:: WHAT TO DO ::
Repeat the records below verbatim.

:: WORKING DATA ::
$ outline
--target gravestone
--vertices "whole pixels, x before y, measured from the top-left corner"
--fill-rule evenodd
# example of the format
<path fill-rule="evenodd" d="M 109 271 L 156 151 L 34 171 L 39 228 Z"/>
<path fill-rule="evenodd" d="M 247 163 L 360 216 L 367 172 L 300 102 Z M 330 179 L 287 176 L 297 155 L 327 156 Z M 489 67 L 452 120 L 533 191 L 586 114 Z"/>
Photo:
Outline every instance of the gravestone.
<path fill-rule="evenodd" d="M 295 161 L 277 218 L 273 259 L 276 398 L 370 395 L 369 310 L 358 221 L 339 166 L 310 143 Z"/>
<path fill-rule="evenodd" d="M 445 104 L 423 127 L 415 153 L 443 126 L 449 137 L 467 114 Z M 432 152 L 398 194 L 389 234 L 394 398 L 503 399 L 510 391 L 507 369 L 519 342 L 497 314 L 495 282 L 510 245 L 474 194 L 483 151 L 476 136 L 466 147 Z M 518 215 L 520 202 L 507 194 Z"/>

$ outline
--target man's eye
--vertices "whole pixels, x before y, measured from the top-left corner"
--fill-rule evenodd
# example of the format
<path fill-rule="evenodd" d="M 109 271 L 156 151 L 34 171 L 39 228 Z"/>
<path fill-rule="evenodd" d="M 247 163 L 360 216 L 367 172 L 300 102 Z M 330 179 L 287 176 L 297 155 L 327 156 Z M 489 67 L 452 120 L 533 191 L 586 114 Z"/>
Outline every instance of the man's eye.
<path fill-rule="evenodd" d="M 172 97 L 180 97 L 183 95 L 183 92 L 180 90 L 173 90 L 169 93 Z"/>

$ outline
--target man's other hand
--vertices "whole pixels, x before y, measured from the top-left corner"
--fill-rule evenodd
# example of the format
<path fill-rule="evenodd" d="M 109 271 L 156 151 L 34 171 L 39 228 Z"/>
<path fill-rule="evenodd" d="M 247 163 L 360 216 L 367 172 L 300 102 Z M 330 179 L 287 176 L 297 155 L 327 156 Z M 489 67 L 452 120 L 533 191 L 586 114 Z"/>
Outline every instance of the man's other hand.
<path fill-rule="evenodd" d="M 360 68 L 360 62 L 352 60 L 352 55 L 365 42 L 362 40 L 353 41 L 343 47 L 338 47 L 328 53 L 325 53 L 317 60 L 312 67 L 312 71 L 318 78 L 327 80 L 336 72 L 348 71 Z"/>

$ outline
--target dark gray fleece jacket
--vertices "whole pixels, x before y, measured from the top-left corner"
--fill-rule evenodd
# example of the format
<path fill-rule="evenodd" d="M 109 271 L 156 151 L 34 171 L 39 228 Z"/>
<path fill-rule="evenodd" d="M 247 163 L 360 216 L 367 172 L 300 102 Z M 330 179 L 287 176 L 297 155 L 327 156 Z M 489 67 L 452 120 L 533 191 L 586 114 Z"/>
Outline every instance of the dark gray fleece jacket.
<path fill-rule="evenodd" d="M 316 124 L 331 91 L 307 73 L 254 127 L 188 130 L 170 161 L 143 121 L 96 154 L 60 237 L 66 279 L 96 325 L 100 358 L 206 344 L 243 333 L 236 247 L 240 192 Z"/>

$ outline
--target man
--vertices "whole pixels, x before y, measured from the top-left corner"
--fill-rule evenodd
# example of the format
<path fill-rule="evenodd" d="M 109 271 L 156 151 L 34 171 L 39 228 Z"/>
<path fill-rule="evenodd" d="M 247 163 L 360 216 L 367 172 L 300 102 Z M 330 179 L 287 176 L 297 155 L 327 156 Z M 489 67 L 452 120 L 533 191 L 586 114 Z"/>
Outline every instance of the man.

:: WRITTEN SOLUTION ::
$ outline
--target gravestone
--vertices "whole pixels, x before y, measured from the top-left corner"
--fill-rule evenodd
# example of the format
<path fill-rule="evenodd" d="M 109 271 L 156 151 L 34 171 L 39 228 Z"/>
<path fill-rule="evenodd" d="M 247 163 L 360 216 L 367 172 L 300 102 Z M 330 179 L 287 176 L 297 155 L 327 156 Z M 489 67 L 452 120 L 533 191 L 586 114 Z"/>
Photo:
Outline every instance of the gravestone.
<path fill-rule="evenodd" d="M 295 161 L 277 218 L 273 259 L 276 398 L 370 395 L 369 310 L 358 221 L 339 166 L 310 143 Z"/>
<path fill-rule="evenodd" d="M 445 104 L 423 127 L 415 153 L 443 126 L 449 137 L 467 114 Z M 432 152 L 398 194 L 389 234 L 394 398 L 503 399 L 510 391 L 507 369 L 519 342 L 497 314 L 495 282 L 510 245 L 474 194 L 483 151 L 476 136 L 466 147 Z M 518 215 L 520 202 L 507 194 Z"/>

$ outline
--target man's eye
--vertices "whole pixels, x before y, measured from the top-left corner"
--fill-rule evenodd
# example of the format
<path fill-rule="evenodd" d="M 109 271 L 156 151 L 34 171 L 39 228 Z"/>
<path fill-rule="evenodd" d="M 247 163 L 360 216 L 367 172 L 300 102 Z M 330 179 L 287 176 L 297 155 L 327 156 Z M 489 67 L 452 120 L 533 191 L 586 114 Z"/>
Outline every instance of the man's eye.
<path fill-rule="evenodd" d="M 172 97 L 180 97 L 183 95 L 183 92 L 180 90 L 173 90 L 169 93 Z"/>

$ outline
--target man's other hand
--vertices "whole pixels, x before y, measured from the top-left corner"
--fill-rule evenodd
# example of the format
<path fill-rule="evenodd" d="M 109 271 L 156 151 L 34 171 L 39 228 Z"/>
<path fill-rule="evenodd" d="M 247 163 L 360 216 L 367 172 L 300 102 Z M 330 179 L 287 176 L 297 155 L 327 156 Z M 489 67 L 452 120 L 533 191 L 586 114 Z"/>
Outline every instance of the man's other hand.
<path fill-rule="evenodd" d="M 360 68 L 360 62 L 352 60 L 352 55 L 365 42 L 362 40 L 353 41 L 343 47 L 338 47 L 328 53 L 325 53 L 317 60 L 312 67 L 312 71 L 318 78 L 327 80 L 336 72 L 348 71 Z"/>

$ outline
--target dark gray fleece jacket
--vertices "whole pixels, x before y, measured from the top-left corner"
--fill-rule evenodd
# example of the format
<path fill-rule="evenodd" d="M 109 271 L 156 151 L 34 171 L 39 228 Z"/>
<path fill-rule="evenodd" d="M 247 163 L 360 216 L 367 172 L 300 102 Z M 330 179 L 287 176 L 297 155 L 327 156 Z M 489 67 L 452 120 L 533 191 L 586 114 Z"/>
Outline every instance of the dark gray fleece jacket.
<path fill-rule="evenodd" d="M 316 124 L 331 91 L 307 73 L 254 127 L 188 130 L 170 161 L 143 121 L 96 154 L 60 237 L 66 279 L 96 325 L 100 358 L 206 344 L 243 333 L 236 247 L 240 192 Z"/>

$ outline
--target man
--vertices "whole pixels, x before y, measured from the top-left corner"
--fill-rule evenodd
# example of the format
<path fill-rule="evenodd" d="M 109 271 L 156 151 L 34 171 L 39 228 Z"/>
<path fill-rule="evenodd" d="M 247 163 L 360 216 L 367 172 L 300 102 Z M 330 179 L 287 176 L 297 155 L 327 156 Z M 489 67 L 452 120 L 533 191 L 586 114 Z"/>
Outline every instance of the man.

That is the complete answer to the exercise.